- **TASK GOAL**
Once you find the line containing "Practice task. Find the parking", please retype it and every line after it to the end of the entries, exactly and with nothing added.
#####
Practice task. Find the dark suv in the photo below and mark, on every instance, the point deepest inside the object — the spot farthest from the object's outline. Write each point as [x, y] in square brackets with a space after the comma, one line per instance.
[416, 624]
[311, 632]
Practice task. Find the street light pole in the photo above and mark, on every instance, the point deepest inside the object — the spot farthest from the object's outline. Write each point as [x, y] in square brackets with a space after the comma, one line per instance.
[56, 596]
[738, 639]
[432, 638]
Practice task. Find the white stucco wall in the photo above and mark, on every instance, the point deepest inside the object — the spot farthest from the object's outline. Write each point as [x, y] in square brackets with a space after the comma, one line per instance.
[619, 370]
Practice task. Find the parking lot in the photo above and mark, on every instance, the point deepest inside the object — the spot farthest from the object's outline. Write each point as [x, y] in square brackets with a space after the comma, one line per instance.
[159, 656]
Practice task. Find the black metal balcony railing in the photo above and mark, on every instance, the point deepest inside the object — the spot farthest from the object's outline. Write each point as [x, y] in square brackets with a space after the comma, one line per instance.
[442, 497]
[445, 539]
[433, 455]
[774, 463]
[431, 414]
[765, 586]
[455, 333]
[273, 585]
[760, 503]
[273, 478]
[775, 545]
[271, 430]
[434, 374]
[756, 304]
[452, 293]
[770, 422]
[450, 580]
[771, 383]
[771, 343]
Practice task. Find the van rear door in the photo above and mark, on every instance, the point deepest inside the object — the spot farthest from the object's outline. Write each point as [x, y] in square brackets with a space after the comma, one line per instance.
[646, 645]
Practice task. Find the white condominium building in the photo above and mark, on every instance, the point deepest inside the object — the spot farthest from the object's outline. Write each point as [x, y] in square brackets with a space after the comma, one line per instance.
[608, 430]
#####
- **SOLUTION**
Practice task. Find the parking lot in the photo above and mark, on every instance, the point deepest inside the object — the spot farthest from the object's outline. Write each point as [x, y] in square brackets with a space after the comma, one line per instance.
[159, 656]
Practice task. Find the black metal balcony railing in the photo above and mark, on every instance, the point deepest inside the object — the spot farthest from the object's outline. Write each point as [x, y] in square brackets with a space after the comma, one line per instance.
[442, 497]
[445, 539]
[433, 455]
[774, 463]
[431, 414]
[765, 586]
[455, 333]
[273, 585]
[760, 503]
[273, 478]
[775, 545]
[271, 430]
[434, 374]
[756, 304]
[452, 293]
[770, 422]
[450, 580]
[771, 383]
[771, 343]
Practice task. Find the van rear door in the photo above and mark, on every instance, the point deepest inside the object — the spot farthest from the object's outline. Write each point as [x, y] in square brackets with a space after the comma, one line per instance.
[646, 645]
Practice task. Find the white condominium building in the photo above and mark, on every instance, the point deepest inside the object — the spot farthest from the object's outline. Write each point as [x, y] in square brackets with a space after the comma, one line per instance.
[608, 430]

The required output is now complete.